*Text provided*:

◆ ◆ ◆ ◆

How do I deal with this? Do I have to literally tell her or just back off. I just cant cope anymore I feel like she is affecting my mentle health.

OP posts:
AllTheGlitter · 07/04/2019 14:04

Hi didn’t want to read and run!

By the post, she seems selfish and toxic but that’s just what I’ve taken from the post. Are you able to maybe sit her down and explain it all to her yourself? I’m sure this is very draining for you :(

wotsittoyou · 07/04/2019 14:09

Back away. Try not to 'fall out', because that could affect your relationships with other family members. Just withdraw and avoid her as much as possible.

screamifyouwant · 07/04/2019 14:18

Don't answer the phone as often , don't be as available.
Some people are so self centred , you need to concentrate on yourself.

Interested in this thread?

Then you might like threads about this subject:

spongebob111 · 07/04/2019 14:23

Thank you. I use to have her kids constantly to give her a break and then I thought hey mine are younger and I'm not getting any night time sleep as well as day time sleep so why am I letting her have so much free time when I'm burning myself out... I work too and she doesn't.

◆ ◆ ◆ ◆

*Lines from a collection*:
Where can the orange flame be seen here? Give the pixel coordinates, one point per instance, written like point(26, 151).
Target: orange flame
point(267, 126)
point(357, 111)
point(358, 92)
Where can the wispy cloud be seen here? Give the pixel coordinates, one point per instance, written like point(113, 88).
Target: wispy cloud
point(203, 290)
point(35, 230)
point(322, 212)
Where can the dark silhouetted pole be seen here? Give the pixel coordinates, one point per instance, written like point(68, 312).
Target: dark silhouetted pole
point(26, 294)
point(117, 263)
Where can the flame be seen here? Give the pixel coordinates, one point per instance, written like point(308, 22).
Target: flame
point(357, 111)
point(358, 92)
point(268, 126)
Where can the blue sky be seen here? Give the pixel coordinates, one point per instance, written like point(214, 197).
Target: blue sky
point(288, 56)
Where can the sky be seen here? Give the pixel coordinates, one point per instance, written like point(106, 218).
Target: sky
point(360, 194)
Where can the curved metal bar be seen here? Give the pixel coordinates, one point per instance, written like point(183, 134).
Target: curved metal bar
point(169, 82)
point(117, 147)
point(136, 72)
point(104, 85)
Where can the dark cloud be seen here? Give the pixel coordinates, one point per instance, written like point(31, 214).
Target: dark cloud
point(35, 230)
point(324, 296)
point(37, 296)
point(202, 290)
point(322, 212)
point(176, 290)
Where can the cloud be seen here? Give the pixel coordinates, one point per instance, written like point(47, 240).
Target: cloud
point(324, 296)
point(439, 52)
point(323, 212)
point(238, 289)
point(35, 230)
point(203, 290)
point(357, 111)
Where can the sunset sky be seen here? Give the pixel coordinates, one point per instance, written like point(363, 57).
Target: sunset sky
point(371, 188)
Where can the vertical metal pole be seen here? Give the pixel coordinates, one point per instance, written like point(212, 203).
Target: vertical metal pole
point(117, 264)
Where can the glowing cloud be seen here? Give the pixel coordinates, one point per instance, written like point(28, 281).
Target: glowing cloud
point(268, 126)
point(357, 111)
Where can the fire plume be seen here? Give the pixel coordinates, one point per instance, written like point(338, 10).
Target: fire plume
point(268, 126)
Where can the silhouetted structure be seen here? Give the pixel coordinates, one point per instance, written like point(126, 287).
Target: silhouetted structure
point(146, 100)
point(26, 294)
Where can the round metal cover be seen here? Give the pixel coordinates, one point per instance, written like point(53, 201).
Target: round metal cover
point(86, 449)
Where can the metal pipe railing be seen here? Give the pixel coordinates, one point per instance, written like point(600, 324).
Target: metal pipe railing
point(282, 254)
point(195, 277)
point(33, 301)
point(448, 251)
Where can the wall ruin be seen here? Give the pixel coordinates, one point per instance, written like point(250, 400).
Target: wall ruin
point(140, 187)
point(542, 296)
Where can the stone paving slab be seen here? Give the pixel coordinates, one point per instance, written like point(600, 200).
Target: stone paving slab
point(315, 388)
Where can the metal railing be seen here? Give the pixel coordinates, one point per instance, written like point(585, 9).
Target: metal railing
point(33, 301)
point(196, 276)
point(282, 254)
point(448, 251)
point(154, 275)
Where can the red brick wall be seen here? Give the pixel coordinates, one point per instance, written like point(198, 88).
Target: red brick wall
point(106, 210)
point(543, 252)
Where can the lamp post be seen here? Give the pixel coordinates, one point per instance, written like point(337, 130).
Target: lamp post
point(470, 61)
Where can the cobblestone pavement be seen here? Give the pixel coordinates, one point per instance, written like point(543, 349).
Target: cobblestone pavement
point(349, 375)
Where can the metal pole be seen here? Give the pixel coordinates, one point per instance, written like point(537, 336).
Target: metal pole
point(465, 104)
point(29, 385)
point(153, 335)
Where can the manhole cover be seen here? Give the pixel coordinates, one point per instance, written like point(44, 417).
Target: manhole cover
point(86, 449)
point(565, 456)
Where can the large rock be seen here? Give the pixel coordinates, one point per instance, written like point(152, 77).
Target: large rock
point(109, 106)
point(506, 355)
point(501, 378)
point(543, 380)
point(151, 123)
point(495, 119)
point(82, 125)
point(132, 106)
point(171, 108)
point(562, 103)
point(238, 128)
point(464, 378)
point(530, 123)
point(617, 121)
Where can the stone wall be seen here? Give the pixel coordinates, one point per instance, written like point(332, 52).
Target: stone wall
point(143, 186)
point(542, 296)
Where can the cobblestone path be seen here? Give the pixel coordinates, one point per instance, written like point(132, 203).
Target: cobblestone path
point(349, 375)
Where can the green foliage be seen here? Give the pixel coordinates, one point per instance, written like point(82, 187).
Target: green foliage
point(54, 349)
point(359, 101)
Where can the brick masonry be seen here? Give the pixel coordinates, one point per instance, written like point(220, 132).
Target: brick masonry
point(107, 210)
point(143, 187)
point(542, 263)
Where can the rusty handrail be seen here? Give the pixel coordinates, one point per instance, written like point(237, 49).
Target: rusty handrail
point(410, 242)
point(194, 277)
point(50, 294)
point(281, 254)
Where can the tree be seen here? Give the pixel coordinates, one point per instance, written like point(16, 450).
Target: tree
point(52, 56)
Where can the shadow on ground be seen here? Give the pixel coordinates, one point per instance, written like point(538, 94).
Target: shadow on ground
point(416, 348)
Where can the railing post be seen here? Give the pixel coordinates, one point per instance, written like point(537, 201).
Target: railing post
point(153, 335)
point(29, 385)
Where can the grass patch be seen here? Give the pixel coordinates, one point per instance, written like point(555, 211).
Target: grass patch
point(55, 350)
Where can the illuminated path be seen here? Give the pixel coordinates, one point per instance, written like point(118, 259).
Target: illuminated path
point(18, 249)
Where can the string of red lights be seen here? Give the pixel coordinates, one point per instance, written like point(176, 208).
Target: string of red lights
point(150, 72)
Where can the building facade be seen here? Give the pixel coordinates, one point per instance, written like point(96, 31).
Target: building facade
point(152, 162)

◆ ◆ ◆ ◆

*Problem description*: Print the entire forum thread word for word. The lines above are separate material from the forum thread.

*Output for this exercise*:
How do I deal with this? Do I have to literally tell her or just back off. I just cant cope anymore I feel like she is affecting my mentle health.

OP posts:
AllTheGlitter · 07/04/2019 14:04

Hi didn’t want to read and run!

By the post, she seems selfish and toxic but that’s just what I’ve taken from the post. Are you able to maybe sit her down and explain it all to her yourself? I’m sure this is very draining for you :(

wotsittoyou · 07/04/2019 14:09

Back away. Try not to 'fall out', because that could affect your relationships with other family members. Just withdraw and avoid her as much as possible.

screamifyouwant · 07/04/2019 14:18

Don't answer the phone as often , don't be as available.
Some people are so self centred , you need to concentrate on yourself.

Interested in this thread?

Then you might like threads about this subject:

spongebob111 · 07/04/2019 14:23

Thank you. I use to have her kids constantly to give her a break and then I thought hey mine are younger and I'm not getting any night time sleep as well as day time sleep so why am I letting her have so much free time when I'm burning myself out... I work too and she doesn't.